*Exercise directions*: While copying the entries exactly, leave out each picture they contain.

*Given records*:

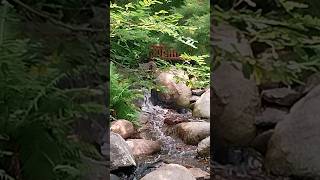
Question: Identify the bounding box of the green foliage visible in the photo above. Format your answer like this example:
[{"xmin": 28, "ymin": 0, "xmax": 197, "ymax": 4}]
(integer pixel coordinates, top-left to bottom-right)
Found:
[
  {"xmin": 213, "ymin": 0, "xmax": 320, "ymax": 85},
  {"xmin": 0, "ymin": 2, "xmax": 105, "ymax": 180},
  {"xmin": 111, "ymin": 0, "xmax": 199, "ymax": 67},
  {"xmin": 111, "ymin": 0, "xmax": 210, "ymax": 91},
  {"xmin": 110, "ymin": 63, "xmax": 142, "ymax": 124},
  {"xmin": 161, "ymin": 0, "xmax": 210, "ymax": 88},
  {"xmin": 177, "ymin": 54, "xmax": 210, "ymax": 88},
  {"xmin": 169, "ymin": 0, "xmax": 210, "ymax": 55},
  {"xmin": 0, "ymin": 37, "xmax": 83, "ymax": 180}
]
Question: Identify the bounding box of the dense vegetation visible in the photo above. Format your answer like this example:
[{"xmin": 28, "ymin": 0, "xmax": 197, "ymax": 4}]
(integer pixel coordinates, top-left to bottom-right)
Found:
[
  {"xmin": 213, "ymin": 0, "xmax": 320, "ymax": 85},
  {"xmin": 110, "ymin": 0, "xmax": 210, "ymax": 124},
  {"xmin": 2, "ymin": 0, "xmax": 320, "ymax": 179},
  {"xmin": 0, "ymin": 0, "xmax": 106, "ymax": 179}
]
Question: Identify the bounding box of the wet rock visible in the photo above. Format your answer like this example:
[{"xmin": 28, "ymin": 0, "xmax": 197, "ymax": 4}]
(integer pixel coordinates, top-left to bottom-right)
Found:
[
  {"xmin": 110, "ymin": 174, "xmax": 120, "ymax": 180},
  {"xmin": 255, "ymin": 108, "xmax": 287, "ymax": 128},
  {"xmin": 262, "ymin": 88, "xmax": 301, "ymax": 106},
  {"xmin": 197, "ymin": 136, "xmax": 210, "ymax": 157},
  {"xmin": 188, "ymin": 168, "xmax": 210, "ymax": 180},
  {"xmin": 265, "ymin": 85, "xmax": 320, "ymax": 178},
  {"xmin": 164, "ymin": 115, "xmax": 189, "ymax": 125},
  {"xmin": 140, "ymin": 164, "xmax": 196, "ymax": 180},
  {"xmin": 109, "ymin": 132, "xmax": 136, "ymax": 171},
  {"xmin": 192, "ymin": 89, "xmax": 207, "ymax": 96},
  {"xmin": 212, "ymin": 62, "xmax": 259, "ymax": 146},
  {"xmin": 190, "ymin": 95, "xmax": 200, "ymax": 103},
  {"xmin": 126, "ymin": 139, "xmax": 161, "ymax": 156},
  {"xmin": 176, "ymin": 122, "xmax": 210, "ymax": 145},
  {"xmin": 193, "ymin": 89, "xmax": 210, "ymax": 118},
  {"xmin": 251, "ymin": 130, "xmax": 274, "ymax": 155},
  {"xmin": 111, "ymin": 120, "xmax": 135, "ymax": 139},
  {"xmin": 155, "ymin": 68, "xmax": 192, "ymax": 108}
]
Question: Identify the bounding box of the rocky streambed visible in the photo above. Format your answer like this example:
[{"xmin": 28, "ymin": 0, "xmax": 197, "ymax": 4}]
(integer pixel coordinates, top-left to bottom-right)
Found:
[
  {"xmin": 108, "ymin": 62, "xmax": 320, "ymax": 180},
  {"xmin": 109, "ymin": 90, "xmax": 210, "ymax": 180}
]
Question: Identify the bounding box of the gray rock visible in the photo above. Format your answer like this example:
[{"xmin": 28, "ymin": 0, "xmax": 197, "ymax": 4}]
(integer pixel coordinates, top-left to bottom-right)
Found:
[
  {"xmin": 154, "ymin": 68, "xmax": 191, "ymax": 108},
  {"xmin": 212, "ymin": 62, "xmax": 259, "ymax": 146},
  {"xmin": 262, "ymin": 88, "xmax": 301, "ymax": 106},
  {"xmin": 197, "ymin": 136, "xmax": 210, "ymax": 157},
  {"xmin": 265, "ymin": 85, "xmax": 320, "ymax": 178},
  {"xmin": 109, "ymin": 132, "xmax": 136, "ymax": 171},
  {"xmin": 110, "ymin": 120, "xmax": 135, "ymax": 139},
  {"xmin": 255, "ymin": 108, "xmax": 287, "ymax": 127},
  {"xmin": 251, "ymin": 130, "xmax": 274, "ymax": 155},
  {"xmin": 126, "ymin": 139, "xmax": 161, "ymax": 156},
  {"xmin": 140, "ymin": 164, "xmax": 196, "ymax": 180},
  {"xmin": 176, "ymin": 122, "xmax": 210, "ymax": 145},
  {"xmin": 193, "ymin": 89, "xmax": 210, "ymax": 119}
]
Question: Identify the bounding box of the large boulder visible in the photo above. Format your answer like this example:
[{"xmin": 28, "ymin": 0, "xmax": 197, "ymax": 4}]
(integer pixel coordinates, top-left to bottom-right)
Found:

*Answer below*:
Question: Identify the bounding box of the green foliage visible in the photo above. Format your answer like this example:
[{"xmin": 28, "ymin": 0, "xmax": 197, "ymax": 4}]
(integer pixel coordinates, top-left to bottom-right)
Found:
[
  {"xmin": 213, "ymin": 0, "xmax": 320, "ymax": 85},
  {"xmin": 0, "ymin": 2, "xmax": 105, "ymax": 180},
  {"xmin": 111, "ymin": 0, "xmax": 199, "ymax": 67},
  {"xmin": 111, "ymin": 0, "xmax": 210, "ymax": 91},
  {"xmin": 110, "ymin": 63, "xmax": 142, "ymax": 124},
  {"xmin": 161, "ymin": 0, "xmax": 210, "ymax": 88},
  {"xmin": 177, "ymin": 54, "xmax": 210, "ymax": 88},
  {"xmin": 169, "ymin": 0, "xmax": 210, "ymax": 55},
  {"xmin": 0, "ymin": 37, "xmax": 83, "ymax": 180}
]
Question: Identify the bounding box of the dense vegetation visible in the photo above. Format your answer like this example:
[{"xmin": 28, "ymin": 0, "xmax": 197, "ymax": 4}]
(integer pixel coordinates, top-left to bottom-right)
Found:
[
  {"xmin": 213, "ymin": 0, "xmax": 320, "ymax": 85},
  {"xmin": 110, "ymin": 0, "xmax": 210, "ymax": 124},
  {"xmin": 2, "ymin": 0, "xmax": 320, "ymax": 179},
  {"xmin": 0, "ymin": 0, "xmax": 106, "ymax": 179}
]
Question: Identify the bounding box of the wet rock visible in the photo above. Format your answer like this example:
[{"xmin": 28, "ymin": 0, "xmax": 197, "ymax": 4}]
(integer pixel coordinates, top-left to bottom-right)
Found:
[
  {"xmin": 110, "ymin": 174, "xmax": 120, "ymax": 180},
  {"xmin": 255, "ymin": 108, "xmax": 287, "ymax": 128},
  {"xmin": 262, "ymin": 88, "xmax": 301, "ymax": 106},
  {"xmin": 197, "ymin": 136, "xmax": 210, "ymax": 157},
  {"xmin": 188, "ymin": 168, "xmax": 210, "ymax": 180},
  {"xmin": 265, "ymin": 85, "xmax": 320, "ymax": 178},
  {"xmin": 164, "ymin": 115, "xmax": 189, "ymax": 125},
  {"xmin": 140, "ymin": 164, "xmax": 196, "ymax": 180},
  {"xmin": 109, "ymin": 132, "xmax": 136, "ymax": 171},
  {"xmin": 192, "ymin": 89, "xmax": 207, "ymax": 96},
  {"xmin": 212, "ymin": 62, "xmax": 259, "ymax": 146},
  {"xmin": 190, "ymin": 95, "xmax": 200, "ymax": 103},
  {"xmin": 126, "ymin": 139, "xmax": 161, "ymax": 156},
  {"xmin": 176, "ymin": 122, "xmax": 210, "ymax": 145},
  {"xmin": 193, "ymin": 89, "xmax": 210, "ymax": 118},
  {"xmin": 251, "ymin": 130, "xmax": 274, "ymax": 155},
  {"xmin": 111, "ymin": 120, "xmax": 135, "ymax": 139},
  {"xmin": 155, "ymin": 68, "xmax": 192, "ymax": 108}
]
Question: Identify the bounding box of the rocky streambed visible in the photo above. Format your answer like this example:
[{"xmin": 28, "ymin": 0, "xmax": 197, "ymax": 4}]
(integer pixel coordinates, top-left to bottom-right)
Found:
[
  {"xmin": 108, "ymin": 62, "xmax": 320, "ymax": 180},
  {"xmin": 109, "ymin": 90, "xmax": 210, "ymax": 180}
]
Question: Identify the bounding box of the gray rock visible in the photo above. Format your answer like this example:
[{"xmin": 28, "ymin": 0, "xmax": 197, "ymax": 4}]
(integer pixel coordinates, top-left to bottom-right)
Found:
[
  {"xmin": 154, "ymin": 68, "xmax": 191, "ymax": 108},
  {"xmin": 212, "ymin": 62, "xmax": 259, "ymax": 146},
  {"xmin": 262, "ymin": 88, "xmax": 301, "ymax": 106},
  {"xmin": 197, "ymin": 136, "xmax": 210, "ymax": 157},
  {"xmin": 265, "ymin": 85, "xmax": 320, "ymax": 178},
  {"xmin": 109, "ymin": 132, "xmax": 136, "ymax": 171},
  {"xmin": 110, "ymin": 120, "xmax": 135, "ymax": 139},
  {"xmin": 255, "ymin": 108, "xmax": 287, "ymax": 127},
  {"xmin": 251, "ymin": 130, "xmax": 274, "ymax": 155},
  {"xmin": 126, "ymin": 139, "xmax": 161, "ymax": 156},
  {"xmin": 140, "ymin": 164, "xmax": 196, "ymax": 180},
  {"xmin": 176, "ymin": 122, "xmax": 210, "ymax": 145},
  {"xmin": 193, "ymin": 89, "xmax": 210, "ymax": 119}
]
Question: Identify the bounding box of the large boulder visible in the photo above. Format your answer like this example:
[{"xmin": 28, "ymin": 0, "xmax": 197, "ymax": 4}]
(integer pixel coordinates, top-left to bottom-right)
Found:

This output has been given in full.